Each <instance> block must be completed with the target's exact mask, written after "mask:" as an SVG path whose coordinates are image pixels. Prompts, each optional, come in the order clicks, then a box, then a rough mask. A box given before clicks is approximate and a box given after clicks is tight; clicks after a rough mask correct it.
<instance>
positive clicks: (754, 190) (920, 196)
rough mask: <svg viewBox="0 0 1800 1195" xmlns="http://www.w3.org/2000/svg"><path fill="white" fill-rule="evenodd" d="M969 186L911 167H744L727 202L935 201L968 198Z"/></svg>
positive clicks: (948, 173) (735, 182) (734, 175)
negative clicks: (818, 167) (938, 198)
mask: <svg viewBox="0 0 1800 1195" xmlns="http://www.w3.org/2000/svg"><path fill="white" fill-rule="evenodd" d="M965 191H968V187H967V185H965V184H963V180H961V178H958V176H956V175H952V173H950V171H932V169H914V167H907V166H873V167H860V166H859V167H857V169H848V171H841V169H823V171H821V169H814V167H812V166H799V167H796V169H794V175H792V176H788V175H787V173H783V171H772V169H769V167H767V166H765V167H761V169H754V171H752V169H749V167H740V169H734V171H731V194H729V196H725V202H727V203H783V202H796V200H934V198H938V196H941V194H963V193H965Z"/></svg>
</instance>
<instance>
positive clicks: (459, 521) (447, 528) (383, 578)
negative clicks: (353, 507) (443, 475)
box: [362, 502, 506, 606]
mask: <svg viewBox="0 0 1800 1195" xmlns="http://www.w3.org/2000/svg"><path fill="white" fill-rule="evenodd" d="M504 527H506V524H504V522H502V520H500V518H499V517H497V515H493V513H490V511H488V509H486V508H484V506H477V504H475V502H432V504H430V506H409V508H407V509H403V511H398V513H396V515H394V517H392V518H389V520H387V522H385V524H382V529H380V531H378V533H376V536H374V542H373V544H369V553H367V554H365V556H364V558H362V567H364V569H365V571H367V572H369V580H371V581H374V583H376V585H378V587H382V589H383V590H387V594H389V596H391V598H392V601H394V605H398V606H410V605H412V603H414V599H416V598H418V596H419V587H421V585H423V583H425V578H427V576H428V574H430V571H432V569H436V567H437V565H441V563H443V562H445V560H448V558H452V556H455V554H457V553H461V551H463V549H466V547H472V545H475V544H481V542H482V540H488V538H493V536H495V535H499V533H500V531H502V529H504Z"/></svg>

# # # # #

WORK ORDER ->
If a line in the records contains the string "positive", include it in the count; report that count alone.

ANSWER TO THIS EXERCISE ->
3